● **Brief**
Render the items below as a two-column CSV headed "item_text" and "points", one row per item with its text and its answer. Put each field in double quotes, replace line breaks with spaces, and leave the pictures out.

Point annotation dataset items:
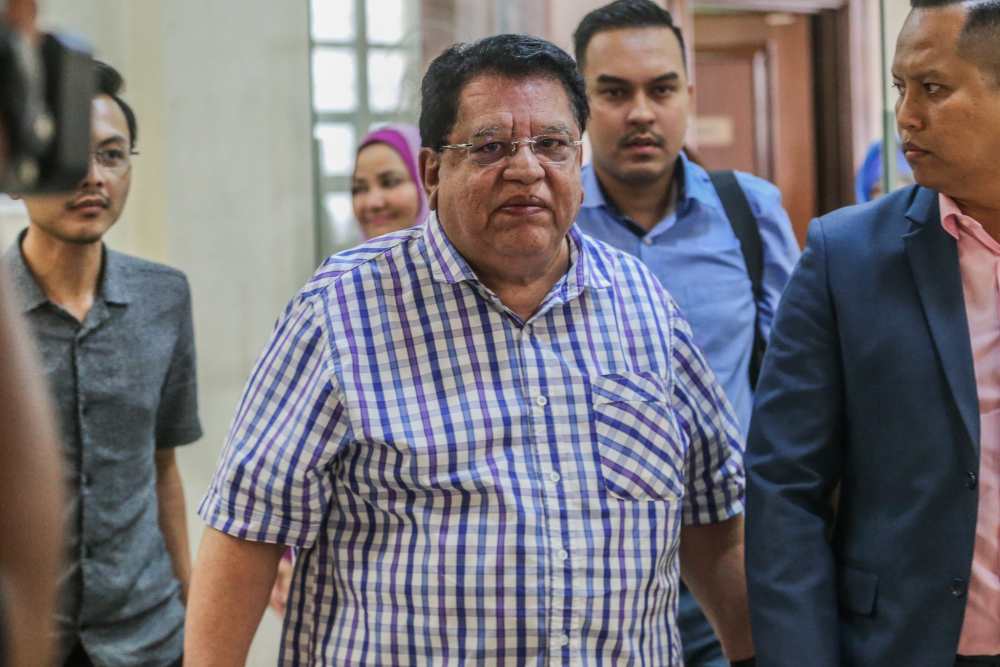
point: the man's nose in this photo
(641, 111)
(909, 114)
(523, 165)
(95, 174)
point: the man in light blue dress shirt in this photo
(643, 195)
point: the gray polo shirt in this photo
(124, 385)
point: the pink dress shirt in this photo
(979, 263)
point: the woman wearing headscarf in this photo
(386, 191)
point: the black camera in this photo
(46, 88)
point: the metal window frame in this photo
(362, 117)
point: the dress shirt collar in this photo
(953, 220)
(693, 188)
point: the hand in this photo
(282, 584)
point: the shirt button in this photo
(971, 480)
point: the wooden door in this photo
(754, 102)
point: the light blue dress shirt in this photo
(695, 254)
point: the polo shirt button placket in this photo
(972, 480)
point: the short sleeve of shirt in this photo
(715, 477)
(273, 483)
(177, 420)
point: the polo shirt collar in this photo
(113, 281)
(30, 294)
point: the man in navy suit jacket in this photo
(874, 451)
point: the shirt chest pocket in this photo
(639, 448)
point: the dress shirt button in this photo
(971, 480)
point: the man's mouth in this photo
(642, 141)
(523, 206)
(88, 204)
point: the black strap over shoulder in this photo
(744, 224)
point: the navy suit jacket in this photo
(868, 383)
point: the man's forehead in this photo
(927, 33)
(631, 46)
(107, 120)
(497, 103)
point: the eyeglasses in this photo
(548, 148)
(115, 160)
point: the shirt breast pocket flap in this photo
(638, 446)
(857, 591)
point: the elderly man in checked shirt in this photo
(490, 438)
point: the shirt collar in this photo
(953, 220)
(693, 185)
(29, 292)
(448, 266)
(950, 214)
(113, 286)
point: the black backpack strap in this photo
(744, 224)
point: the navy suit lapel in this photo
(933, 255)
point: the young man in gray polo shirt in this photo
(115, 337)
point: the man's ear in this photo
(430, 165)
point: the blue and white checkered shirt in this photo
(465, 487)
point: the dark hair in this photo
(513, 56)
(979, 41)
(624, 14)
(111, 83)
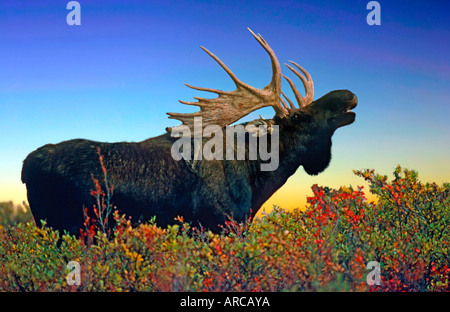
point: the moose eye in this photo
(297, 118)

● **Answer for this exercise**
item_text,points
"point: the man's nose in this photo","(641, 111) (909, 114) (523, 165) (95, 174)"
"point: the man in light blue dress shirt in this photo","(643, 195)"
"point: the gray polo shirt in this photo","(124, 385)"
"point: the pink dress shirt in this photo","(979, 263)"
"point: the woman wearing headscarf in this photo","(386, 191)"
"point: the black camera in this photo","(46, 88)"
"point: the metal window frame in this photo","(362, 117)"
"point: the dress shirt collar in this photo","(953, 220) (693, 188)"
"point: the hand in this photo","(282, 584)"
"point: the shirt button in this photo","(971, 480)"
"point: the wooden door in this photo","(754, 102)"
"point: the light blue dress shirt in this photo","(695, 254)"
"point: the polo shirt button placket in this photo","(972, 480)"
"point: the short sleeve of shirt in this photo","(715, 477) (273, 483) (177, 420)"
"point: the polo shirt collar in this photo","(113, 281) (30, 294)"
"point: the man in navy suit jacket in this photo","(874, 451)"
"point: the shirt chest pocket in this photo","(639, 448)"
"point: the dress shirt button in this photo","(971, 480)"
"point: the man's mouth in this photo","(642, 141) (523, 206) (88, 204)"
"point: the black strap over shoulder in this photo","(744, 224)"
"point: the navy suit jacket in this photo","(868, 383)"
"point: the man's forehead in this photo","(927, 33) (631, 46) (107, 120) (497, 103)"
"point: the eyeglasses in this photo","(548, 148) (115, 160)"
"point: the shirt breast pocket flap in this photo","(638, 446) (857, 591)"
"point: the elderly man in checked shirt in this photo","(490, 438)"
"point: the shirt collar in this photo","(953, 220) (693, 185) (29, 292) (448, 266) (950, 214) (113, 286)"
"point: the black backpack strap in this photo","(744, 224)"
"point: the navy suit lapel in this photo","(933, 255)"
"point: the young man in gray polo shirt in this photo","(115, 337)"
"point: the man's ear in this photo","(430, 165)"
"point: the blue and white checkered shirt in this photo","(465, 487)"
"point: the dark hair in this photo","(513, 56) (979, 41) (624, 14) (111, 83)"
"point: the moose eye in this photo","(297, 118)"